#### Task 1:
Rewrite the passage on "Contagion" starting with "The film’s consistency" and going on through "can take them.", putting "skating rink" in place of "hockey rink".
#### Task 2:
Continue the essay on "Contagion" from the point where the passage stops.

#### Extract provided:
--*--

Much of the drama of “Contagion,” of course, now lies in the premonitory mastery with which it anticipates our current crisis. The screenwriter, Scott Z. Burns, immersed himself in the medical minutiae of deadly pandemics and in learning what goes on behind the closed doors of the Centers for Disease Control and Prevention and the World Health Organization. (Dear trolls: Start posting your conspiracy-theory comments about what goes on behind their closed doors now.) The film’s verisimilitude is so uncanny that one of its crucial details — the RO, or R-naught metric, which represents the number of people anyone carrying the virus will, on average, infect — earned its own New York Times story only last week.

The film’s consistency of overlap with our own situation is nothing short of eerie, from the on-the-fly shopping runs to the enforced standing apart (here it’s 10 feet instead of six), from the warnings that people should avoid touching their faces to the controversial slow creep of school closings (“And who stays home with the kids? People who work at stores, government workers, people that work at hospitals?”), from Sanjay Gupta on the TV to the obsession with an unproven (in this case, homeopathic) miracle cure, from the growing perception that infected people can be asymptomatic to the makeshift hospital facilities — here it’s a converted hockey rink — where bodies pile up until no graveyard can take them.

--*--

[Stored items from a collection]
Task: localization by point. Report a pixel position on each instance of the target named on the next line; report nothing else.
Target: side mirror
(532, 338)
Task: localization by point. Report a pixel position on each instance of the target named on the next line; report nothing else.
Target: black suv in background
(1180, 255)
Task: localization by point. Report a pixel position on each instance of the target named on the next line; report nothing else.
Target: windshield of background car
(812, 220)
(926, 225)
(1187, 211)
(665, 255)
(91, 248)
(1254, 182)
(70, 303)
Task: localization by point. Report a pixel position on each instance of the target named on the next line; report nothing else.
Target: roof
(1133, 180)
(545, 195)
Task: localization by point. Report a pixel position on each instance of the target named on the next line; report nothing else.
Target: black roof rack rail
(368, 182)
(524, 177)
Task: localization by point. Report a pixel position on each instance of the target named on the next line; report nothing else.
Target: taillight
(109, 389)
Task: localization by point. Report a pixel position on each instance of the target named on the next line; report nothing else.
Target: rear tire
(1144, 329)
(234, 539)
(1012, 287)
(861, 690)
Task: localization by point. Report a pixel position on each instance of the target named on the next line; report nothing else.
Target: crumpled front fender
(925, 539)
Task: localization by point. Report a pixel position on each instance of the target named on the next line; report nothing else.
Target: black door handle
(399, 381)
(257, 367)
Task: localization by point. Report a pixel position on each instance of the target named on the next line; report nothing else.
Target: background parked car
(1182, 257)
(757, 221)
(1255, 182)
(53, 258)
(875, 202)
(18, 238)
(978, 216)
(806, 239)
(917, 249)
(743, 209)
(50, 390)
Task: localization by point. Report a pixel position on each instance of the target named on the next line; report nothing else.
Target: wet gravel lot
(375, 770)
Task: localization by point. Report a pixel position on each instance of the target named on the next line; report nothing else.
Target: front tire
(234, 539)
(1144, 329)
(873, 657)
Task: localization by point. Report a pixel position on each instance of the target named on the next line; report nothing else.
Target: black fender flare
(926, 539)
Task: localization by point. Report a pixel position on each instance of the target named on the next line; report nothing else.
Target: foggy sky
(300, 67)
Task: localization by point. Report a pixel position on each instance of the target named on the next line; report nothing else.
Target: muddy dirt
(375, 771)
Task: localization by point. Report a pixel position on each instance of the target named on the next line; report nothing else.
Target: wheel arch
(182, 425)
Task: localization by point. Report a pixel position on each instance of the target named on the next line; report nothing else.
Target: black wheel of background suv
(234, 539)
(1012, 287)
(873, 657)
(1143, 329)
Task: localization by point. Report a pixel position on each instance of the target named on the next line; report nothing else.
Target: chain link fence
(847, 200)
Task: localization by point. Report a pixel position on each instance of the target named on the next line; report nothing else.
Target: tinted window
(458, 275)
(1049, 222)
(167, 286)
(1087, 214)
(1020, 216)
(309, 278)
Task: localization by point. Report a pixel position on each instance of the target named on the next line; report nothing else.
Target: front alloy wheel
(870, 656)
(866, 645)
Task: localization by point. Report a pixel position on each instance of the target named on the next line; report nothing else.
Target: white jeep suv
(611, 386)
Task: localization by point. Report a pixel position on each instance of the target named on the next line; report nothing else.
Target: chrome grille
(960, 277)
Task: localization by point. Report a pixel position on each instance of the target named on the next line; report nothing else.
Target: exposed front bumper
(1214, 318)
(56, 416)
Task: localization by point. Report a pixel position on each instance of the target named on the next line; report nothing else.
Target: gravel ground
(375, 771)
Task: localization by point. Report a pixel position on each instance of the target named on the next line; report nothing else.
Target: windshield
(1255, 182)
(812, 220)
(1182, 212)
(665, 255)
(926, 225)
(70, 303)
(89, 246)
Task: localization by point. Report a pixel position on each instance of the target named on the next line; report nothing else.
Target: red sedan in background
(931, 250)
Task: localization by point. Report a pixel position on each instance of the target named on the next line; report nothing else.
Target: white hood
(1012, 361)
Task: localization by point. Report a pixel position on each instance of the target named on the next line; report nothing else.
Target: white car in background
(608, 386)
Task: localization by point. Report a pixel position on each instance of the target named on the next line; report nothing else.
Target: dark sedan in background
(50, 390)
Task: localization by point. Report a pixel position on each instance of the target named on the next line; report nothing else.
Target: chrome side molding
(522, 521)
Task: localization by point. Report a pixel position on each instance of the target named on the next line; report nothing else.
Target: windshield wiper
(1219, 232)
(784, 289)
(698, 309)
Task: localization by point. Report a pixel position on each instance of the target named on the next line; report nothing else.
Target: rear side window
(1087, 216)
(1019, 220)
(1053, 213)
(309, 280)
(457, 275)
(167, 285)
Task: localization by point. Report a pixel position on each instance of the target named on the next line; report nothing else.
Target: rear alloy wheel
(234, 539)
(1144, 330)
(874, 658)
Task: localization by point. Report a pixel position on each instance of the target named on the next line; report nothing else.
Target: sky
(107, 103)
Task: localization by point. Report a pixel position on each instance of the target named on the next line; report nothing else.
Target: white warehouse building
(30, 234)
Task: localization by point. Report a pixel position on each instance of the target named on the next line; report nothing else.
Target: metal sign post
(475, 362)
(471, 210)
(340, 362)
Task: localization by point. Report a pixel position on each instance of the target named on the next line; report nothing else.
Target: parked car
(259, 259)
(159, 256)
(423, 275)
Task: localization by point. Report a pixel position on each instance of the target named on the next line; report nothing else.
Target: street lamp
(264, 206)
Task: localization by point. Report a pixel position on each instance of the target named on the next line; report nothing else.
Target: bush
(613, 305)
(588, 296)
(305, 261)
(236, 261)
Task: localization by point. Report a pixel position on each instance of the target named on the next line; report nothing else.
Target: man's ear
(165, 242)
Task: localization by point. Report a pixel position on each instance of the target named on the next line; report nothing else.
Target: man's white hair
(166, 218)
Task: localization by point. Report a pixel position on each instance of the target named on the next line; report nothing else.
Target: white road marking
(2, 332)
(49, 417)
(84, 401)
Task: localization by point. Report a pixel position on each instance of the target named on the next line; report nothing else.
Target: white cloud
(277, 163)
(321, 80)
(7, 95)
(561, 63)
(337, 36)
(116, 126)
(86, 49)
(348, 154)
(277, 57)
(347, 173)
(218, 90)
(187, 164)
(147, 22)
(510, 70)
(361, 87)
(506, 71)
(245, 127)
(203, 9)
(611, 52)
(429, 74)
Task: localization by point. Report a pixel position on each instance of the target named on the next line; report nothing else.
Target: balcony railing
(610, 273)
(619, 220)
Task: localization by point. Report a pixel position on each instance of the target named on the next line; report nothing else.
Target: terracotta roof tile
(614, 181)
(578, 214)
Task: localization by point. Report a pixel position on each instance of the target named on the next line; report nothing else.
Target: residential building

--*--

#### Task result 1:
The film’s consistency of overlap with our own situation is nothing short of eerie, from the on-the-fly shopping runs to the enforced standing apart (here it’s 10 feet instead of six), from the warnings that people should avoid touching their faces to the controversial slow creep of school closings (“And who stays home with the kids? People who work at stores, government workers, people that work at hospitals?”), from Sanjay Gupta on the TV to the obsession with an unproven (in this case, homeopathic) miracle cure, from the growing perception that infected people can be asymptomatic to the makeshift hospital facilities — here it’s a converted skating rink — where bodies pile up until no graveyard can take them.

#### Task result 2:
About the only thing the film doesn’t have is a shelter-in-place order, though Fishburne’s CDC official uses the phrase “social distancing,” describing it as “no hand-shaking, staying home when you’re sick.” For a moment you hear that and think: If only! The most telling thing that Fishburne’s stoic officer says, after a Navy admiral (Bryan Cranston) fills him in on what’s happening, is: “People will panic. The virus will be the least of our worries. It will tip over now.”

The sense that life can tip over — our individual lives, the collective life of our society — is one of the reigning fears of the pandemic we’re now in the thick of. The darkest moments in “Contagion” aren’t about people dying; they’re about the potential social breakdown bred by economic scarcity. I remember when I first saw the film nine years ago, my reaction to these scenes was something like, “Oh, here comes the obligatory fighting-in-the-bread-line moment.” When I saw it recently, I thought, “Okay, at least we’re a long way from that.” Then a moment later I thought: Are we? With a president who feeds on anarchy, saying anything that comes into his head, the potential for all of this to go “Mad Max” certainly exists. The whole world-spinning-out-of-control form of “Contagion” is dislocating, and that’s part of its artistry.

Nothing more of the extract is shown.